=== Исходный материал ===
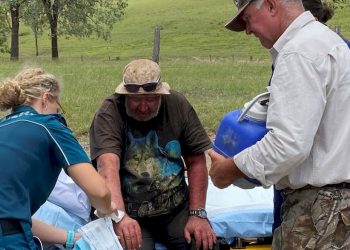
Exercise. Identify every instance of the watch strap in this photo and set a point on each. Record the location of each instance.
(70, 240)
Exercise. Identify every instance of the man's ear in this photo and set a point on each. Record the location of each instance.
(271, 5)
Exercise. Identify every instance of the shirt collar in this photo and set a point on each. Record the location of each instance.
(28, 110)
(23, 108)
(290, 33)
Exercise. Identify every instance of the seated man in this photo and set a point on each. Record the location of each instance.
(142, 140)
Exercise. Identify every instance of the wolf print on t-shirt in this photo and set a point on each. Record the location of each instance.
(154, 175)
===
=== Исходный материал ===
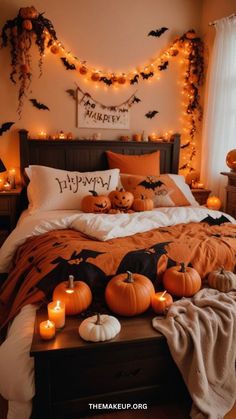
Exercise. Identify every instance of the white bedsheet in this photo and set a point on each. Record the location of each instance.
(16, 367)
===
=== Исходный материал ===
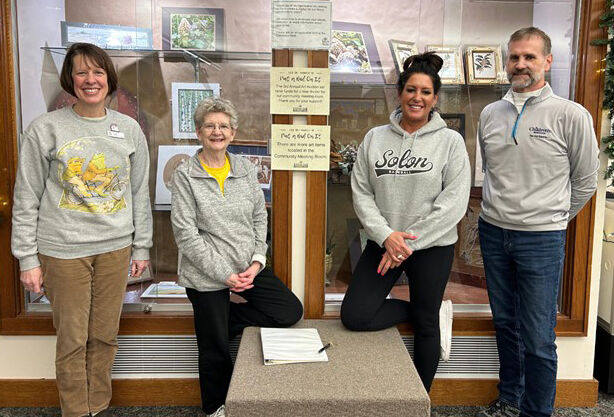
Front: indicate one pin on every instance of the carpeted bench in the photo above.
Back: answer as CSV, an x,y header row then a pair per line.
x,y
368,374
===
Задание: Подсчитайте, сколько строк приведённого выше материала содержат слово «shirt», учитывая регистр букв. В ответе укажите только число.

Ответ к упражнению: 2